[Region outline entries]
· · ·

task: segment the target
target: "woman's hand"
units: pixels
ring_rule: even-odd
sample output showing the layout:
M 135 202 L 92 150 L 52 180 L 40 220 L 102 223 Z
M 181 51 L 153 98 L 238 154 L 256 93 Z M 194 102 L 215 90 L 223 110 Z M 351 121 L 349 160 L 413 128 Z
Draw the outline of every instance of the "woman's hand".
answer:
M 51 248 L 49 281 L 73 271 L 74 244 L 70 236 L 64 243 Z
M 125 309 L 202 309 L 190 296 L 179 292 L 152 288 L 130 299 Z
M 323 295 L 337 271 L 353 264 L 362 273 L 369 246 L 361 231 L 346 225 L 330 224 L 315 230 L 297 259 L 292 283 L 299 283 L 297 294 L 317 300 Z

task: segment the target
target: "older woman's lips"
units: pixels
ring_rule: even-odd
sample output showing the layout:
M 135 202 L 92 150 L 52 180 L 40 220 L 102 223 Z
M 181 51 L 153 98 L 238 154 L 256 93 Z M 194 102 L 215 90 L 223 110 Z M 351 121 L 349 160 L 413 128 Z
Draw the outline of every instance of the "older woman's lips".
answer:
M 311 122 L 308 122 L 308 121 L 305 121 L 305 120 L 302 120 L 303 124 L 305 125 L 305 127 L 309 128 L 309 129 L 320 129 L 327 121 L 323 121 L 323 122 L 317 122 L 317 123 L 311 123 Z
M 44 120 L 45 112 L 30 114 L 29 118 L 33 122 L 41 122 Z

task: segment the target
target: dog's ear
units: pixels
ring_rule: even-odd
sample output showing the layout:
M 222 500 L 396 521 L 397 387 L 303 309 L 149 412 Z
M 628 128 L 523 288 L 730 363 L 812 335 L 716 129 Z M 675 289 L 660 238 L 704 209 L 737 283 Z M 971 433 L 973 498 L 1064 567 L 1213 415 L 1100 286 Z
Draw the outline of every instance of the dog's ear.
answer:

· · ·

SHORT EXERCISE → Scale the data from its first line through the line containing "M 44 120 L 45", inclusive, by reproducing every line with the requests included. Multiply each coordinate in the answers by 1.25 and round to whole numbers with halves going up, and leave the numbers in the requests and their sample outputs unchanged.

SOLUTION FOR THIS PROBLEM →
task: segment the target
target: "woman's hand"
units: pixels
ring_rule: even-odd
sample output showing the layout:
M 135 202 L 92 150 L 52 180 L 40 220 L 102 223 Z
M 181 51 L 153 98 L 238 154 L 256 93 Z M 194 102 L 215 90 L 223 110 Z M 351 121 L 349 160 L 413 128 Z
Draw the outline of every instance of the "woman's hand".
answer:
M 64 310 L 61 351 L 91 339 L 93 305 L 88 295 L 80 304 Z
M 156 386 L 253 386 L 238 370 L 224 365 L 190 360 L 163 374 Z
M 404 369 L 421 339 L 441 330 L 453 341 L 461 308 L 451 289 L 433 281 L 413 280 L 394 288 L 371 324 L 365 354 L 374 354 L 371 368 L 396 375 Z

task: segment the target
target: "older woman's lips"
units: pixels
ring_rule: even-odd
sample output showing the layout:
M 135 202 L 92 150 L 52 180 L 40 220 L 102 223 Z
M 181 51 L 153 98 L 238 154 L 256 93 Z M 194 102 L 215 90 L 223 110 Z M 351 121 L 349 160 L 413 128 Z
Draw the outline of every instance of the "older woman's lips".
answer:
M 389 153 L 385 153 L 385 151 L 381 151 L 381 150 L 378 150 L 379 155 L 381 156 L 381 159 L 386 160 L 386 161 L 400 161 L 409 151 L 404 151 L 404 153 L 396 153 L 396 154 L 389 154 Z
M 55 150 L 56 140 L 38 143 L 36 148 L 41 153 L 51 153 Z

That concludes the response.